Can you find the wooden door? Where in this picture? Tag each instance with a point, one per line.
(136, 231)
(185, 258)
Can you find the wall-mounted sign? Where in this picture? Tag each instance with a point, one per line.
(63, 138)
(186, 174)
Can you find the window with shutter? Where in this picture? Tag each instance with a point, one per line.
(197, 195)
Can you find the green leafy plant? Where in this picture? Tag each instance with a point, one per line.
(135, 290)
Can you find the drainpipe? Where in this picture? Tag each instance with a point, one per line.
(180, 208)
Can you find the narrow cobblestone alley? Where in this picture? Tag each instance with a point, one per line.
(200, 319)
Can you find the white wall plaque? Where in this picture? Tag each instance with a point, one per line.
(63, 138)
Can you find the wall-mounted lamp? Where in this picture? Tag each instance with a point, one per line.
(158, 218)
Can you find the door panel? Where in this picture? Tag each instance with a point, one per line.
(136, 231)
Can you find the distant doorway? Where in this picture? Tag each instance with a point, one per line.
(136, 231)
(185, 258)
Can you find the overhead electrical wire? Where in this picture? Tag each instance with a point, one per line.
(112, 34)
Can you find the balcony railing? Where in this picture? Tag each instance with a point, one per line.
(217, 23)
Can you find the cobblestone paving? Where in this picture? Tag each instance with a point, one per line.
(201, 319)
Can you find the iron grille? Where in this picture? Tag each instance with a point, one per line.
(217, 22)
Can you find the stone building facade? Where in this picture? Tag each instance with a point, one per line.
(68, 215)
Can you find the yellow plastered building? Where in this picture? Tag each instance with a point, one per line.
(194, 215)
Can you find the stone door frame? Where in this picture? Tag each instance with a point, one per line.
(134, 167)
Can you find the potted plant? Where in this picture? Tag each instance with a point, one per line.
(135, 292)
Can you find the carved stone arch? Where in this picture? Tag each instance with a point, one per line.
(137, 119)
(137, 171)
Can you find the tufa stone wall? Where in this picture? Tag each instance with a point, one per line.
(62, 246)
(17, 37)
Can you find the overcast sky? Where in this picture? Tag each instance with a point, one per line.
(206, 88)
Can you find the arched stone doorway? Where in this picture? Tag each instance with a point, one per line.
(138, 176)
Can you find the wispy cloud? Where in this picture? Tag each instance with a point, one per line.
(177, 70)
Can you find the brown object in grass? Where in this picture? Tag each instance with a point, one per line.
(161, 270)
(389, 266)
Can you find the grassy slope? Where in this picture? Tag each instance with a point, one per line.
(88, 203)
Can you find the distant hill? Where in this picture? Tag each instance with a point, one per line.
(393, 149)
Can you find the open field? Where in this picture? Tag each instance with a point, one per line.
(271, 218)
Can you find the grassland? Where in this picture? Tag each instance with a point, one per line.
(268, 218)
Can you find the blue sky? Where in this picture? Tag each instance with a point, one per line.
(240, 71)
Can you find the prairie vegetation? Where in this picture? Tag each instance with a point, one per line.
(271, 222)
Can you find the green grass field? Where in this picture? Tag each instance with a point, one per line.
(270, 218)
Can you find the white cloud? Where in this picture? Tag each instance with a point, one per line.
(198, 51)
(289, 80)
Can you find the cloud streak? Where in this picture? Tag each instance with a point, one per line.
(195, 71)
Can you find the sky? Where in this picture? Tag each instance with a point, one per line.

========================================

■ **EXERCISE BRIEF**:
Could you reproduce every record exactly as written?

■ **RESULT OF THE EXERCISE**:
Can you find the wooden door? Where in this picture? Tag each instance with a point, one per line.
(136, 231)
(185, 258)
Can you find the wall-mounted sign? Where in this picture? Tag each instance with a point, one per line.
(63, 138)
(186, 174)
Can you find the window with shutter? Where in this picture? Tag each instance with a point, one per line.
(197, 195)
Can you find the green leafy plant? Where in this picture? Tag each instance with a point, one per line.
(135, 290)
Can you find the drainpipe? Where in this picture? Tag each instance with a point, one per line.
(180, 208)
Can you find the narrow cobblestone alley? Where in this picture? Tag each instance with a point, one per line.
(200, 319)
Can you find the white wall plaque? Where in this picture? Tag each instance with a point, one per line.
(63, 138)
Can you find the wall-mounted lamp? Where in this picture? Tag each instance with a point, one per line.
(158, 218)
Can you find the door panel? Where in this picture? Tag each instance with a point, one per line.
(136, 231)
Can you find the distant doorway? Where in this picture? Tag each instance with a point, one per line.
(136, 231)
(185, 258)
Can you find the overhead electrical wire? Where in this picture? Tag each instance with a point, one per line.
(112, 34)
Can you find the balcony railing? Where in this picture? Tag each instance with a point, one per line.
(217, 23)
Can you find the cobblestone paving? Where in this picture? Tag each instance with a point, one per line.
(201, 319)
Can you find the iron grille? Where in this picture? Tag each instance with a point, one per line.
(217, 22)
Can you find the stone building facade? Where in this picture? Tag each instance with a point, one per line.
(68, 215)
Can you find the yellow plastered building? Where in this picture? Tag each instance with a point, one per line.
(194, 215)
Can you find the stone door frame? Where in this picture? Tag each instance with a point, one per line.
(134, 167)
Can you find the potted plant? Where in this picture? Tag each instance with a point, one per line.
(135, 292)
Can you find the carved stone arch? Where in this picture? Tag each instance with a point, one per line.
(137, 119)
(137, 171)
Can you find the tufa stone wall? Where in this picture? Tag each instance with a point, one per line.
(62, 246)
(17, 37)
Can you find the overcast sky? Where in this picture? Tag each instance with a point, one per line.
(206, 88)
Can you find the arched stone doorway? Where in this picture? Tag each instance with a point, one per line.
(138, 176)
Can you find the wispy cloud? Where in this picture? Tag each instance with a point, one per line.
(177, 70)
Can you find the brown object in grass? Where in this picture? Tag each instance with a point, one per line.
(161, 270)
(389, 266)
Can you find the grassy slope? Where in this picture? Tag each instance with a point, one per line.
(88, 203)
Can you find the distant hill? Where in this picture? Tag each instance with a point, one per line.
(393, 149)
Can you find the open field? Where in this picture? Tag each instance with a point, one per line.
(271, 218)
Can you find the grassland? Where in this picture? Tag each instance with a point, one per line.
(268, 218)
Can you find the blue sky? Where in this picture? Tag each instance with a point, one per line.
(240, 71)
Can you find the prairie vegetation? Where in this picture? Tag each instance with a point, one per line.
(271, 222)
Can you find the green grass field? Where in this picture? Tag each instance with a point, one per line.
(270, 218)
Can you find the white cloud? Where in this picture? Tag each instance with a point, one per line.
(198, 51)
(289, 80)
Can you find the cloud streak? Where in this picture? Tag each instance with a point, one per line.
(195, 71)
Can you find the sky? Where in this picture? Tag each instance with a point, one per line.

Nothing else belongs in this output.